TASK PROMPT
Copy every entry word for word, but skip the pictures.

DATASET
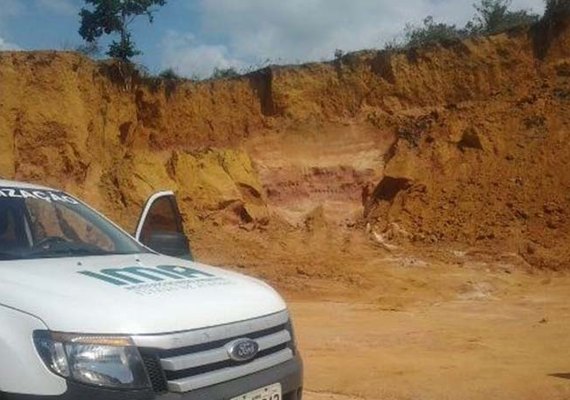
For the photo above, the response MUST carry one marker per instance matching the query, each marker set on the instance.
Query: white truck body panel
(21, 368)
(69, 301)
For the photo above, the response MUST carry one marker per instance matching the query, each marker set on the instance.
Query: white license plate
(272, 392)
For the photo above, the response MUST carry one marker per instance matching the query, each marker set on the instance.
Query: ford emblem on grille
(242, 349)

RESPONSE TO THE EXERCISE
For the photo above, the response MUST carry one marker per instance matching the query, each marker set on the instance.
Query: white truck body panel
(21, 368)
(69, 301)
For the photo above, the response MUST carry one marker per instance matching the query, each marker set on the instance.
Query: white license plate
(272, 392)
For the photo above, the response MUST carry one marker per instance matching the query, each marker set on the instance.
Query: ford emblem on grille
(242, 349)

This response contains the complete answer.